Segment Open
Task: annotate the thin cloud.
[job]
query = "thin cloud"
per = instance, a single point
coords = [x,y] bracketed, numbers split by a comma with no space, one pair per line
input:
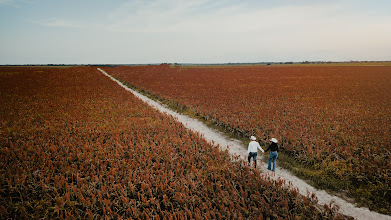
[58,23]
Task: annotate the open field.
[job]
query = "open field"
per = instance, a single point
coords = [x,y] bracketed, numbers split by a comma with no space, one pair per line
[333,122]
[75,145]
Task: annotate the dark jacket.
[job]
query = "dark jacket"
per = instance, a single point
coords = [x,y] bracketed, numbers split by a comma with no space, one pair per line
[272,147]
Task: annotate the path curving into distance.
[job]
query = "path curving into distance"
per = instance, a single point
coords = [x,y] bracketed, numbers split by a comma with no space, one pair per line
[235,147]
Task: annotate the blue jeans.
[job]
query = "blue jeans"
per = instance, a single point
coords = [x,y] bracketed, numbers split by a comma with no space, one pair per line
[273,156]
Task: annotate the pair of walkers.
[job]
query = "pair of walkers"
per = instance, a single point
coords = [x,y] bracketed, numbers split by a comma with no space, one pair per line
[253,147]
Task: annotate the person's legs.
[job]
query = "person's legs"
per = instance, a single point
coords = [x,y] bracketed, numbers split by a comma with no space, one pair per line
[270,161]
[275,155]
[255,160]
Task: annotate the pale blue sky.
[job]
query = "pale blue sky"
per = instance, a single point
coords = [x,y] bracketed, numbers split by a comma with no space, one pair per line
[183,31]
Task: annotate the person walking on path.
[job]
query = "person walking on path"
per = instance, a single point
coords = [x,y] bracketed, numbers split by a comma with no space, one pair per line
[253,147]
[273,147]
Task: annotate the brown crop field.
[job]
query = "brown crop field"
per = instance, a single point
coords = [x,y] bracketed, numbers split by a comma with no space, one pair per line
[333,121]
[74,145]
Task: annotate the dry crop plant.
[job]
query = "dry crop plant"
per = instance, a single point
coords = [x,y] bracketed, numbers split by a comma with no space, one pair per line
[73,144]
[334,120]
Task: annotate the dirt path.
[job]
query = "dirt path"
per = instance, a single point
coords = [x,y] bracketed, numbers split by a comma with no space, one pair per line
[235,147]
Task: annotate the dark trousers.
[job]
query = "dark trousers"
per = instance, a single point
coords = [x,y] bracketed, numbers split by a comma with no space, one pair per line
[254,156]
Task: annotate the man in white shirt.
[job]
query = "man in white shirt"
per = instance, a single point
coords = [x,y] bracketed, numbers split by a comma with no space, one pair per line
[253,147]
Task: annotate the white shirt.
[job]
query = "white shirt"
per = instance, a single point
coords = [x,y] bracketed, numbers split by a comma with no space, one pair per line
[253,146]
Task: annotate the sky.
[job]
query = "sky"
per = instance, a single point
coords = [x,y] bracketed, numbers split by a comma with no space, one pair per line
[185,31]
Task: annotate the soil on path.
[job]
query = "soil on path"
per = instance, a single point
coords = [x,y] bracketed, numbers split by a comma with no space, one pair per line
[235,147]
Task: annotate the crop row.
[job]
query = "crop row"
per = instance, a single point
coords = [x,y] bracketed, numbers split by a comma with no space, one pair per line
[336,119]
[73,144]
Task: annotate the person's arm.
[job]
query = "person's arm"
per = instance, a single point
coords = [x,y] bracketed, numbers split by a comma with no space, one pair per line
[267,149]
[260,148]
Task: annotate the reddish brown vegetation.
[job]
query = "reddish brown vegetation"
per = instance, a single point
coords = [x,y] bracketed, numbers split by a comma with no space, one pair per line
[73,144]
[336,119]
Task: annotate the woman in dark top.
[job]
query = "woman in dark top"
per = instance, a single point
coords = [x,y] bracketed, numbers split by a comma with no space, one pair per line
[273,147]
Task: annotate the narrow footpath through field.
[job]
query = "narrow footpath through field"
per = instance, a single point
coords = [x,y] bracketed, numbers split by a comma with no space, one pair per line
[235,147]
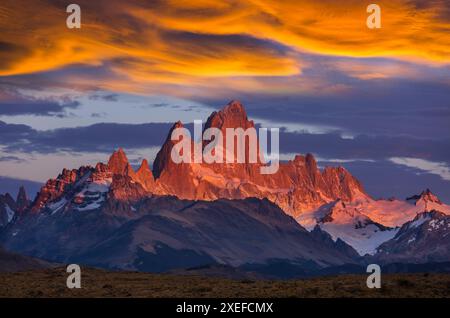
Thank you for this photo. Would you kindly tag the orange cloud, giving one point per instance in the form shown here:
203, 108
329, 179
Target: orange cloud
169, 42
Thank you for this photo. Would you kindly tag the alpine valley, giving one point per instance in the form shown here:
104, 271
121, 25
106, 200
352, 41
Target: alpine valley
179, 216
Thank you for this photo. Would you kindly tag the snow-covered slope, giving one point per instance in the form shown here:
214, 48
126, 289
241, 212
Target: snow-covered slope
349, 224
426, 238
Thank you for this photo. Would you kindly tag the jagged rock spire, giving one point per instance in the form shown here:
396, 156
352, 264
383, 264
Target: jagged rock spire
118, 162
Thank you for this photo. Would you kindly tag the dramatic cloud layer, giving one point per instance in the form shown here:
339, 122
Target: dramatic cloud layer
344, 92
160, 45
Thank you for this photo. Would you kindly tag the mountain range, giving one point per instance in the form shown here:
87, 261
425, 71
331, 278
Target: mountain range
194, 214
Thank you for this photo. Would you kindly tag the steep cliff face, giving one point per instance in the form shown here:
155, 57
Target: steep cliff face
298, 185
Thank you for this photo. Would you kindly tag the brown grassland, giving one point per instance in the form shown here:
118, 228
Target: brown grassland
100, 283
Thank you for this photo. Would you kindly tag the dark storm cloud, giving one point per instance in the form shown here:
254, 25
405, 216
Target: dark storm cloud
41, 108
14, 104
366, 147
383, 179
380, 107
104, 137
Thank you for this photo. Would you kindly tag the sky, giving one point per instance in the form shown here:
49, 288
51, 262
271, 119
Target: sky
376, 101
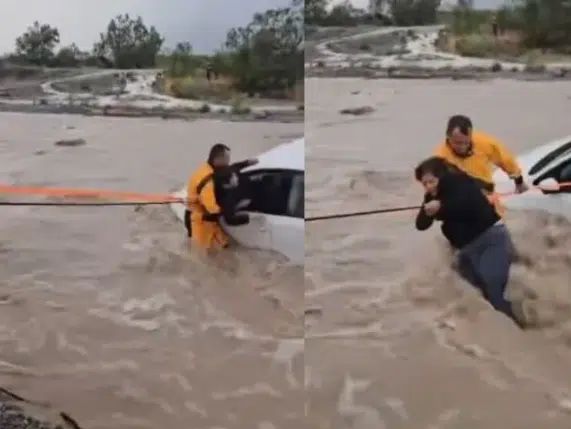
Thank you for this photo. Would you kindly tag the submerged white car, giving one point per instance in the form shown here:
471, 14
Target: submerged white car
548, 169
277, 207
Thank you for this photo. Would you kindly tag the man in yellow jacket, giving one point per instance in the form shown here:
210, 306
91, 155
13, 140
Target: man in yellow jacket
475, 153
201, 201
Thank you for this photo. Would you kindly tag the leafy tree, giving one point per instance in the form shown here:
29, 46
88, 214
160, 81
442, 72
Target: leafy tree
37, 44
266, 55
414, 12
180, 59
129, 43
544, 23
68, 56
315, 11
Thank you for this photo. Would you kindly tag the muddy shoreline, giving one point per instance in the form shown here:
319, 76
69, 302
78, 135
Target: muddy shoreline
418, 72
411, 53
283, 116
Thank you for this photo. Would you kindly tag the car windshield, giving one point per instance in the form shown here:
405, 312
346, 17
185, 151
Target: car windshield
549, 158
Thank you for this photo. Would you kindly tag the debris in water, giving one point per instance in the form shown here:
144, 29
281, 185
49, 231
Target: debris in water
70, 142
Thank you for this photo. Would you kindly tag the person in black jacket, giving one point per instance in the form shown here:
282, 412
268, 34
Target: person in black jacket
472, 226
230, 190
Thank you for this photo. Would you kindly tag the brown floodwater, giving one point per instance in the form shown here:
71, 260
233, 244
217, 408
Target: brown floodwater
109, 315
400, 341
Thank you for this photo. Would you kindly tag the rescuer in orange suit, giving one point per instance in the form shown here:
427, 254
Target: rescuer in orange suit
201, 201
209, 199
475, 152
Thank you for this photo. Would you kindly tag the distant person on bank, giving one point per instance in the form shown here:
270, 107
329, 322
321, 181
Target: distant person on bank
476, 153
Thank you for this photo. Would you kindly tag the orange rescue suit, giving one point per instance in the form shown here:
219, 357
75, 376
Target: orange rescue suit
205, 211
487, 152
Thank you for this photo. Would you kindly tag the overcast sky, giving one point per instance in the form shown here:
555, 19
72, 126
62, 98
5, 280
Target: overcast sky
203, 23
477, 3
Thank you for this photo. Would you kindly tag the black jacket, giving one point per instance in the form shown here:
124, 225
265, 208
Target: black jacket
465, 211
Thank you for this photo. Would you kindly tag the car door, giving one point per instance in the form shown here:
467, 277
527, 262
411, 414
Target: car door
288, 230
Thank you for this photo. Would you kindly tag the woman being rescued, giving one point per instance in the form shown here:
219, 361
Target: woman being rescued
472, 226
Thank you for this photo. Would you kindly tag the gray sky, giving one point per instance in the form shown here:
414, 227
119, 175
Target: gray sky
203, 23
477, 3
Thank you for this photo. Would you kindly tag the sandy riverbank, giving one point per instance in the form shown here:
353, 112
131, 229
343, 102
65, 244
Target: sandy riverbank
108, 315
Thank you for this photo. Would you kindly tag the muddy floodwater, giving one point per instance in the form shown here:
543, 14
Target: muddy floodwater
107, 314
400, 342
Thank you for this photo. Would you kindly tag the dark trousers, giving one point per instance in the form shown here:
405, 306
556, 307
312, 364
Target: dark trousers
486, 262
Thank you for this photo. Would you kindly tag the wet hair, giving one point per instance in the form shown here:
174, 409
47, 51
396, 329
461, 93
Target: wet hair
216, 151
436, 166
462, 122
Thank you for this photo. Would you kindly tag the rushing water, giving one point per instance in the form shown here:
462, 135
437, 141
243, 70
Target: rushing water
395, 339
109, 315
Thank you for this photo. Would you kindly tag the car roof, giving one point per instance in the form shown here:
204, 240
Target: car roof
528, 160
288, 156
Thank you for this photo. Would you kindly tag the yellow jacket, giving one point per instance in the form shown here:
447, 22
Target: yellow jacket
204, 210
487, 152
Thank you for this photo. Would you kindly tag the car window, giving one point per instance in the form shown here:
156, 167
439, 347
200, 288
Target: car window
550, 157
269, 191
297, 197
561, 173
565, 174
Segment Closed
## What is needed
Your answer must be every line from the entries that contains the string "footpath", copied as it stands.

## Answer box
Task: annotate the narrow footpath through field.
query = "narrow footpath through field"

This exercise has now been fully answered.